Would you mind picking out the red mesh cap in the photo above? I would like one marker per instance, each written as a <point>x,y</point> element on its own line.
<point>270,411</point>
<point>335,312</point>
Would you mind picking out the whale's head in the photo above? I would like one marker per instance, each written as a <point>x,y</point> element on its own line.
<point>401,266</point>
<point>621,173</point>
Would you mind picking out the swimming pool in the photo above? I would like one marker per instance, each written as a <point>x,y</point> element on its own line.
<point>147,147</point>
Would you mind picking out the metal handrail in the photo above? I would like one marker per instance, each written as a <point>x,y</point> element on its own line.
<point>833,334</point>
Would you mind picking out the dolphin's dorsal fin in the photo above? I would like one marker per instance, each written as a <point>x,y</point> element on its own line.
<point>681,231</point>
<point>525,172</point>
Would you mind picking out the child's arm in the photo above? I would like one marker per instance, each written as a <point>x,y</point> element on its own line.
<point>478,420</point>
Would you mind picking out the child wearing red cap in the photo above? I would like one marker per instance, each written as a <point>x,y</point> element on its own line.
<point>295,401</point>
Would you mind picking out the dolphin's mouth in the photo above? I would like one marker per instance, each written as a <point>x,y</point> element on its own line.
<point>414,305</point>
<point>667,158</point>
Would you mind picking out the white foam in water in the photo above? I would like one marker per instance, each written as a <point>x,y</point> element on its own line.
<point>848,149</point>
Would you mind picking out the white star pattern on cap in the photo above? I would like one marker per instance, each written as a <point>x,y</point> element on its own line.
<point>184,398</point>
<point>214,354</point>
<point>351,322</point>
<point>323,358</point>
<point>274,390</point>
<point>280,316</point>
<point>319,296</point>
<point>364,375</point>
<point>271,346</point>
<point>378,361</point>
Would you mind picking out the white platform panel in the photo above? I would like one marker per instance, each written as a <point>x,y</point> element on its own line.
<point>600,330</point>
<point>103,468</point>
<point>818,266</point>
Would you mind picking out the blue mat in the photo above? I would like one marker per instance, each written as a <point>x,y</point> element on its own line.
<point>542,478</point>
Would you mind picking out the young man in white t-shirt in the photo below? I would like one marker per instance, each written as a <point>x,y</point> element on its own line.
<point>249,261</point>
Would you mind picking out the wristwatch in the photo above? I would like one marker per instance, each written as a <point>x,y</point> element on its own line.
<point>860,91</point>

——

Do this: Copy every row above word for word, keeping each one on its own line and in its original order.

Answer for the task:
Would you mind picking out the red mesh cap in the photo above? I would like one marker per instance, each written as a <point>x,y</point> element on its own line.
<point>270,411</point>
<point>335,312</point>
Would you mind picking out the whale's head in the photo above? I would like one marker per instance, each written as a <point>x,y</point> element on its own line.
<point>401,266</point>
<point>621,173</point>
Would you mind picking out the swimming pool in the photo above? I would like one marker per instance, each written as a <point>x,y</point> element on its own line.
<point>147,147</point>
Would you mind picking out the metal handrail in the photo above? I would like one marker per instance, each written as a <point>x,y</point> element on its own line.
<point>833,334</point>
Would you mind picking out the dolphin's dorsal fin in the photo above? I would like one marker per instance, each written as a <point>x,y</point> element on its own line.
<point>681,231</point>
<point>525,172</point>
Would you mind picking out the child's arm in the photo above? I would like one marker per instance, each written as a <point>x,y</point> element on its own line.
<point>478,420</point>
Would you mind picking out the child wearing red cap in the photo above? I would like one marker per instance, each written as a <point>x,y</point> element on its own line.
<point>295,401</point>
Would you mind picking out the dolphin's mouth in the photo above? I would like one marker per instance, each written as a <point>x,y</point> element on its own line.
<point>414,305</point>
<point>667,158</point>
Would you mind picking out the white foam in water in the photo above? I would like one marker per instance, each written as a <point>x,y</point> element on its own line.
<point>848,149</point>
Would you mind picking out the white star pattern on cap in the photo above? I would like one marker per instance, each written as a <point>x,y</point> element on its own line.
<point>184,398</point>
<point>214,354</point>
<point>351,322</point>
<point>323,358</point>
<point>274,390</point>
<point>280,316</point>
<point>319,296</point>
<point>364,375</point>
<point>271,346</point>
<point>378,361</point>
Would you mind picking out the white platform panel in the photo above? I would like one marker per instance, each written as a <point>x,y</point> element on its own line.
<point>600,330</point>
<point>103,468</point>
<point>818,266</point>
Would you mind picking out the blue mat in the photo above? I would like one marker per instance, each written as a <point>x,y</point> element on its own line.
<point>542,478</point>
Would you mind picking out the young man in white t-shirt in the photo below? I would like one marker per instance, each written as a <point>x,y</point> element on its own line.
<point>249,261</point>
Would you mind picking out the wristwatch in the photo above? I would like one marker per instance, each written as a <point>x,y</point> element on its own line.
<point>860,91</point>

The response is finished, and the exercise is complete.